### Задание 1
Ответьте по отрывку о водоканалах:
(a) Какую численность сотрудников, по словам отрывка, называют в водоканалах?
(b) Каким предприятием чаще всего бывает водоканал?
(c) На какой сотне, по предположению из отрывка, снимут главу водоканала, который отправит по домам 1 тыс. человек?

### Отрывок страницы
----------

Знаете, я регулярно бываю в разных водоканалах. И честно признаюсь: меня, как руководителя предприятия, немножко удивляет, когда говорят: мол, вот, у нас работают 3 тыс. человек. Этим не гордиться надо. Какая уж тут зарплата будет? Надо увеличивать эффективность, то есть выход конечной продукции на одного сотрудника. Тогда и зарплаты вырастут.
Я, конечно, понимаю, что водоканал – чаще всего муниципальное предприятие. И на нем лежит в том числе социальная ответственность по обеспечению занятости населения. Они не могут провести реструктуризацию и отправить 1 тыс. человек по домам. Главу такого водоканала снимут достаточно быстро – я думаю, на первой сотне. Это как раз и есть коренная неправда наших социальных отношений. Казалось бы, предприятие должно стремиться к эффективности. Но ему не дадут работать эффективно. Внешние условия не позволят.
– А есть какие-то принципиальные отличия по регионам в подходах к модернизации водоканалов? Есть что-то, чем черноземные МУПы отличаются от всех остальных российских?

----------

### Записи для обработки
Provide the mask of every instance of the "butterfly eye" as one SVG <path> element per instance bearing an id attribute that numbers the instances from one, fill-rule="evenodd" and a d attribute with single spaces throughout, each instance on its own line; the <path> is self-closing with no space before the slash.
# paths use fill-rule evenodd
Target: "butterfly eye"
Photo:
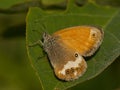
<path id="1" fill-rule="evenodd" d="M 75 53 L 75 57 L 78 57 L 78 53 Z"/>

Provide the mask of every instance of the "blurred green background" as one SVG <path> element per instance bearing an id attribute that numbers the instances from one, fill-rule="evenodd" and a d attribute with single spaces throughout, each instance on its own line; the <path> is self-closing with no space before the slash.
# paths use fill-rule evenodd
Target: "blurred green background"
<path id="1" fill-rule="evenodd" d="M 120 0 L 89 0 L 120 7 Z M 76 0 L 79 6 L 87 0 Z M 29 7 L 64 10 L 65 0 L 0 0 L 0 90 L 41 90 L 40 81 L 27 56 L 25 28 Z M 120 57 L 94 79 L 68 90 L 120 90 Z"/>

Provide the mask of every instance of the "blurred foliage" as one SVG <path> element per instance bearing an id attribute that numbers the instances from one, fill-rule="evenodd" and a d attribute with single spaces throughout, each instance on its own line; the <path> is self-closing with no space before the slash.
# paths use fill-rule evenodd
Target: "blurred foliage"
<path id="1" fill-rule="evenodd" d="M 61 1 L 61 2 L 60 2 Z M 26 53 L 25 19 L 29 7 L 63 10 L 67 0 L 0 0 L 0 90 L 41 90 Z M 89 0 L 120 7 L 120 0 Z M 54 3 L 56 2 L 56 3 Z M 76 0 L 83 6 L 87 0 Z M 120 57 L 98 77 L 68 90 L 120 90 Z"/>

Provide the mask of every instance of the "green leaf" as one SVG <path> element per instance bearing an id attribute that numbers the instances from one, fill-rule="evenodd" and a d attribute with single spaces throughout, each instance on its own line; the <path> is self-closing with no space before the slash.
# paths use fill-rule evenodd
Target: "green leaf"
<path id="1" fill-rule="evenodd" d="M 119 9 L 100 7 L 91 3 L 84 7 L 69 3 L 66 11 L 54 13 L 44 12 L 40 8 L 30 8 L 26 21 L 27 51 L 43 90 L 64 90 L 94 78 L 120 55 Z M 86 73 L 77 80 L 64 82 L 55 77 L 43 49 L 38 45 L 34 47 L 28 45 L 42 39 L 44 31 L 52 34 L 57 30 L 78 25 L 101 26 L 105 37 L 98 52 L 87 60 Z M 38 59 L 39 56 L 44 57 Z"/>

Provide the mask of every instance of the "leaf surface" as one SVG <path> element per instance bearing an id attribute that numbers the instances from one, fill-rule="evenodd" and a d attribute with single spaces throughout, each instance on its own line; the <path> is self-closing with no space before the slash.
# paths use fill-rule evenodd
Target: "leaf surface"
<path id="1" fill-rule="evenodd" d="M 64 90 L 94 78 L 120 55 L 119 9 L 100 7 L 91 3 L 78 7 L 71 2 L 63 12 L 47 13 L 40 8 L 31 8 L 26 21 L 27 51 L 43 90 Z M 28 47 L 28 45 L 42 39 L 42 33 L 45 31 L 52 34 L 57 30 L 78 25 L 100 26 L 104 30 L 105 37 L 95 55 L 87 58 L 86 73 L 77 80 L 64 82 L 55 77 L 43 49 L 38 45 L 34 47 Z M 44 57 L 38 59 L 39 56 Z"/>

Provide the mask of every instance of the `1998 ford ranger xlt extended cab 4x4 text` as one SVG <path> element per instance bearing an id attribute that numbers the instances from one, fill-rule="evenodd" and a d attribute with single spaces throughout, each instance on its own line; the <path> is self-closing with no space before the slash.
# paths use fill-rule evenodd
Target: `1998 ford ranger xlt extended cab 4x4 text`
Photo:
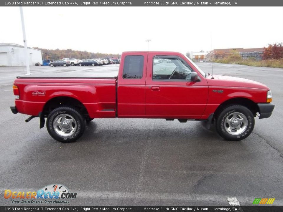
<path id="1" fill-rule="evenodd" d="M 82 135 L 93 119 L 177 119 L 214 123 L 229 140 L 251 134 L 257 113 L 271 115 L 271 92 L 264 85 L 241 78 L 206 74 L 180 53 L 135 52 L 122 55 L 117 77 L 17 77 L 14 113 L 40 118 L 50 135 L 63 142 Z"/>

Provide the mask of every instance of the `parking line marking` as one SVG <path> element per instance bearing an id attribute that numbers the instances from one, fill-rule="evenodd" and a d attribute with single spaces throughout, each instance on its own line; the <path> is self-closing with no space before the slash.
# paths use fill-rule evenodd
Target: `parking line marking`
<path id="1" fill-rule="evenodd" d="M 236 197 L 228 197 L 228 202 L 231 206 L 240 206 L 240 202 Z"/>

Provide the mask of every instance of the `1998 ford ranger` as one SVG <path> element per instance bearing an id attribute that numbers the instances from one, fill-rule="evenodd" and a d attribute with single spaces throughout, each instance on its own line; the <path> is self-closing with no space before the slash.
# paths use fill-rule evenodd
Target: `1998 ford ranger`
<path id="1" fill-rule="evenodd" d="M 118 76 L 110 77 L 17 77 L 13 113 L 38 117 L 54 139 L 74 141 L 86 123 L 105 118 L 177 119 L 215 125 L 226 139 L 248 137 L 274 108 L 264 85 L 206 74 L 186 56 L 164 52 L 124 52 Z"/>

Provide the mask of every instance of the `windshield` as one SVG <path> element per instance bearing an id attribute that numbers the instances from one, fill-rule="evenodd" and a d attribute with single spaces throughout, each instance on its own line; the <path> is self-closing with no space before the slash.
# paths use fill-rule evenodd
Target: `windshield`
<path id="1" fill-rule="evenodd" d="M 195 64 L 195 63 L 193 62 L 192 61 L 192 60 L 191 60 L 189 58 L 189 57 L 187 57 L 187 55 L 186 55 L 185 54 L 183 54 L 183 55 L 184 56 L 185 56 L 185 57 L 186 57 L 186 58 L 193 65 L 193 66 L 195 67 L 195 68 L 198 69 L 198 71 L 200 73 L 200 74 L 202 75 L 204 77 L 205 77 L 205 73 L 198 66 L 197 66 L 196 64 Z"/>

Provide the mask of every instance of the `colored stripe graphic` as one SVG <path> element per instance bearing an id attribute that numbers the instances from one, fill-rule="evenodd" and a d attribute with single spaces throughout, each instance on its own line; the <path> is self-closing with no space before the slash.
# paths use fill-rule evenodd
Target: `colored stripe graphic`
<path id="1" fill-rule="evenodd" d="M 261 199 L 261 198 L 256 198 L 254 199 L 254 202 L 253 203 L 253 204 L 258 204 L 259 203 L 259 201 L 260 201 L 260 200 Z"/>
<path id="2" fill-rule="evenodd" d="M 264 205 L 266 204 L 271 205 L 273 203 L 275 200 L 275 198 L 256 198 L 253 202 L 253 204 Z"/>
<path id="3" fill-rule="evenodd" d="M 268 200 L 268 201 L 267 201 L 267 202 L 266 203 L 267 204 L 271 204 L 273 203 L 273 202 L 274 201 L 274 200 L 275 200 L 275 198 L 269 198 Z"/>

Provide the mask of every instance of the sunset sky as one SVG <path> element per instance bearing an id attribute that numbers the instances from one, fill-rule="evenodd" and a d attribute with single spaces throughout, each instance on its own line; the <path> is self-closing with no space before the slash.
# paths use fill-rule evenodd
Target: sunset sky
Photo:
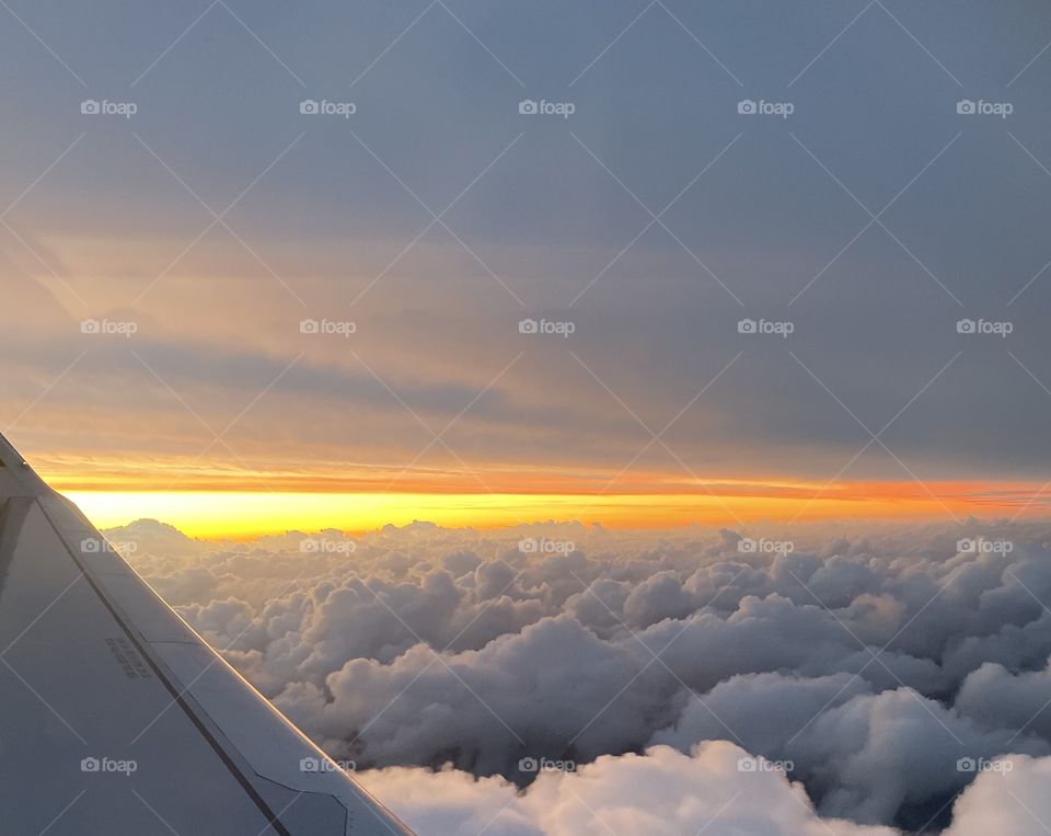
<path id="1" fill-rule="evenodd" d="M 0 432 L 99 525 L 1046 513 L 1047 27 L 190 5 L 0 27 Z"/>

----------

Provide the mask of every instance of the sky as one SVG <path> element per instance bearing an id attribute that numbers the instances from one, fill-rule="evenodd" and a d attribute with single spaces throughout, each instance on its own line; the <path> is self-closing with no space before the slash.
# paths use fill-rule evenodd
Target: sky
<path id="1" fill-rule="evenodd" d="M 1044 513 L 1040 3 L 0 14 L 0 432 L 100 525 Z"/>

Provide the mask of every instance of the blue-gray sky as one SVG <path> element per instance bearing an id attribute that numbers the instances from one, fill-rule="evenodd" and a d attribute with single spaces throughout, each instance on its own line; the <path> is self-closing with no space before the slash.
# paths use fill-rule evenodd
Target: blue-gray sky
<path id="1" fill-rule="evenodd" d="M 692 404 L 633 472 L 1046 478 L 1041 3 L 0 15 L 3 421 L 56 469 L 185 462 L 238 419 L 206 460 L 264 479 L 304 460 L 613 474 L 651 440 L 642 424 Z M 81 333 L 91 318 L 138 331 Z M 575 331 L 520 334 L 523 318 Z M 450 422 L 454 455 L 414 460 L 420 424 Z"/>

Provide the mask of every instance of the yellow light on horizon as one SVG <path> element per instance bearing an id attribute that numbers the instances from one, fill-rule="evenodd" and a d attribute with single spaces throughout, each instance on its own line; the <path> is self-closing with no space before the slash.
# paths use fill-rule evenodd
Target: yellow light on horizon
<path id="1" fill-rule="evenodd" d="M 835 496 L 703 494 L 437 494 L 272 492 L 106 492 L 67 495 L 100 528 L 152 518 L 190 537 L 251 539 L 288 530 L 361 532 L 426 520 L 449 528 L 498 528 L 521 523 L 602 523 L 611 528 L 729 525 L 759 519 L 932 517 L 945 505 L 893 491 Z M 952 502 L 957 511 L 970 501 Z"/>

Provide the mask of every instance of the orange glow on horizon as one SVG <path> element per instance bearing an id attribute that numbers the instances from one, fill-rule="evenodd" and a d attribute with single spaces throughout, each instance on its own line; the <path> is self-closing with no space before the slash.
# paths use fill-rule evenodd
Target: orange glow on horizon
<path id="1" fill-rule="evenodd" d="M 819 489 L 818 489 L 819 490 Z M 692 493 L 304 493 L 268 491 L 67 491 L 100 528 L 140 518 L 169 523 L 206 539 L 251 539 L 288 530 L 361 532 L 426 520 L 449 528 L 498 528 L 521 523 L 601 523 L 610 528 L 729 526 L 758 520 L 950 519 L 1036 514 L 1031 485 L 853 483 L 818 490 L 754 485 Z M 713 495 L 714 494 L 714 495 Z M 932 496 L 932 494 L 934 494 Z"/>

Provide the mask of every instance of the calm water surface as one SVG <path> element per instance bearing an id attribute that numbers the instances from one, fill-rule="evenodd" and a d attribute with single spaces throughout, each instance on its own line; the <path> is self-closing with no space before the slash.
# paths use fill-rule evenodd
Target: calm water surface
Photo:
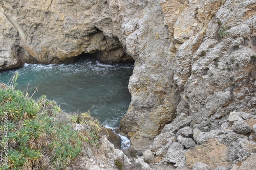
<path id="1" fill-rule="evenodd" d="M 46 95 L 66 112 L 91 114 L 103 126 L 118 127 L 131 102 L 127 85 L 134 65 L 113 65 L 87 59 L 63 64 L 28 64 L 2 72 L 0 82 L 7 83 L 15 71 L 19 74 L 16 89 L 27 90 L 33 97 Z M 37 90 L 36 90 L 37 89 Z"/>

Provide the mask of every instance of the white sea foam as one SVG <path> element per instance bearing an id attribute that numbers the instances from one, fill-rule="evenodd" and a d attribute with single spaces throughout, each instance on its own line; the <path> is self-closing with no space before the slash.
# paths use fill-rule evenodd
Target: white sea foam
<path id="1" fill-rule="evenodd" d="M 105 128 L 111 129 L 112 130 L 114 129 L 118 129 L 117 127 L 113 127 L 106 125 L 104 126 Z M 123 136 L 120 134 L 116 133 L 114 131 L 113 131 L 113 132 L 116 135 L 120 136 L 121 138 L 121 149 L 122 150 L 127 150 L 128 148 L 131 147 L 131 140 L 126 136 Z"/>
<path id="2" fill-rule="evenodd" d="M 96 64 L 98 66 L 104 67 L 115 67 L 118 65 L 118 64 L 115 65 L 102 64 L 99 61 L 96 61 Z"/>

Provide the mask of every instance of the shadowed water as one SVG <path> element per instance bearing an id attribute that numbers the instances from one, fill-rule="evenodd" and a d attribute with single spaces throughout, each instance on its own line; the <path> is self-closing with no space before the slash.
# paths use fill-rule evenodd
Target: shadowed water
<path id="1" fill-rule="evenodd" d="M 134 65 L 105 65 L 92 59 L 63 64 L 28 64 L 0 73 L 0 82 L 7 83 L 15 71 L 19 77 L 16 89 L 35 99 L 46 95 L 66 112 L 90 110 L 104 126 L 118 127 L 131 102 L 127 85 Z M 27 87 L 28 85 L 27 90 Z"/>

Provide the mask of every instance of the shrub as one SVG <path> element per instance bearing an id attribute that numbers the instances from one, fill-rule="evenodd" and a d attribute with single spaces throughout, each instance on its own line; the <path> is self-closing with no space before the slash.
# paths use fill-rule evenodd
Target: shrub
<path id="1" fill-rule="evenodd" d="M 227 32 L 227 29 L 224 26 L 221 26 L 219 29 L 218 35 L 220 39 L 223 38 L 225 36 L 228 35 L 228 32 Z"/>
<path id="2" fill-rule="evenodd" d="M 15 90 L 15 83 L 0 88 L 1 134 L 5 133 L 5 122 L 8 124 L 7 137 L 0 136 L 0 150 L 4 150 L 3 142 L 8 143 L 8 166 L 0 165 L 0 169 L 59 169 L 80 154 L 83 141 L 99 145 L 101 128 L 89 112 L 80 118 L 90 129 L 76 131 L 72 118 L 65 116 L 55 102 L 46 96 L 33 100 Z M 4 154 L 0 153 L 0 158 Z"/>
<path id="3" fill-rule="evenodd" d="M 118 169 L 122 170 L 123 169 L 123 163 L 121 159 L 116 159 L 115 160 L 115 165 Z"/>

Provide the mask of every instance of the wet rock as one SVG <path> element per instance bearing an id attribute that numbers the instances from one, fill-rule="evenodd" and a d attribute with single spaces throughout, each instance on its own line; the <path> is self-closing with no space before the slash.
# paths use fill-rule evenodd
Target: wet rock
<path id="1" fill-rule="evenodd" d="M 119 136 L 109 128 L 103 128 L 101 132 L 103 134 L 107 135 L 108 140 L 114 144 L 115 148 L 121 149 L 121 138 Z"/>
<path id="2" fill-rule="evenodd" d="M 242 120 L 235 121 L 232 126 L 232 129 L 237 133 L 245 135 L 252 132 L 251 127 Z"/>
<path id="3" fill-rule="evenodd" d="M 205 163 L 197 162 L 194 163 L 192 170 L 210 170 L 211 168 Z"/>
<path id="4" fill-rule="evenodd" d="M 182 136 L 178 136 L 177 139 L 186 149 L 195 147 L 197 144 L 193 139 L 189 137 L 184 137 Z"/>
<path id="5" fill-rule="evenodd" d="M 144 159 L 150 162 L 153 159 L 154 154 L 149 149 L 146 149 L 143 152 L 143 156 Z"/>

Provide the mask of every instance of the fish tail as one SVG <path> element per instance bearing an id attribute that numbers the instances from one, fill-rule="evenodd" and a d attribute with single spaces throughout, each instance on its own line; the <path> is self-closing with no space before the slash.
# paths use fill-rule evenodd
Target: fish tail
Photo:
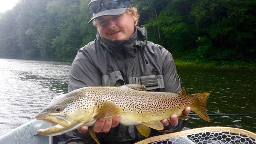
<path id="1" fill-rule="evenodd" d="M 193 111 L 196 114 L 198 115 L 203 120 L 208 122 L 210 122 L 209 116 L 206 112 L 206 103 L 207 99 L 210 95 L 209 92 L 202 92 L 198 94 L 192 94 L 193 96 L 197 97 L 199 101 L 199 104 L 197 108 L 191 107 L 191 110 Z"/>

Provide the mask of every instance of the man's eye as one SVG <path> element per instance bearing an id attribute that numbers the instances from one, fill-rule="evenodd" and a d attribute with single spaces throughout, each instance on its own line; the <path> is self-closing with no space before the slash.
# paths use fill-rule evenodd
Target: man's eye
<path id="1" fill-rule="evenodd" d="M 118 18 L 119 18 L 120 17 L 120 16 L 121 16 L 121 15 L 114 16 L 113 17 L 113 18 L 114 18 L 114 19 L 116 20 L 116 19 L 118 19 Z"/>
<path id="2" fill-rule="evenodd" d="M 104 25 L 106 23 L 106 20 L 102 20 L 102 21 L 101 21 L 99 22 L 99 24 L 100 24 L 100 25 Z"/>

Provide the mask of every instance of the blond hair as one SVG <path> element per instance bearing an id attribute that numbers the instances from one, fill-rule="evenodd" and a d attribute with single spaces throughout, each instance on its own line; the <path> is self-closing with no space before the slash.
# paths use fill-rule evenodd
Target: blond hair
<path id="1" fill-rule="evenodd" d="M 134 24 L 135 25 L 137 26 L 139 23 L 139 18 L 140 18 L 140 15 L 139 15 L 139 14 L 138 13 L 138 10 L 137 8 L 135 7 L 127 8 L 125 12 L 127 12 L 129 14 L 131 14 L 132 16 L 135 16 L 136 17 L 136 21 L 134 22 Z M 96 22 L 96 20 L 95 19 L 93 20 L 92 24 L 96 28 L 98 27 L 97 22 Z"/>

----------

### Задание 2
Перечислите все строки записей, в которых есть слово «shadowed». Регистр букв учитывается.

### Ответ 1
(a) 3 тыс. человек.
(b) Муниципальным.
(c) На первой сотне.

### Ответ 2
Provide the mask of every instance of the shadowed water as one SVG <path> element per instance bearing an id attribute that numbers the instances from one, fill-rule="evenodd" and a d attribute with single spaces throughout, each instance on its own line; the <path> is self-closing with no space before the slash.
Target: shadowed water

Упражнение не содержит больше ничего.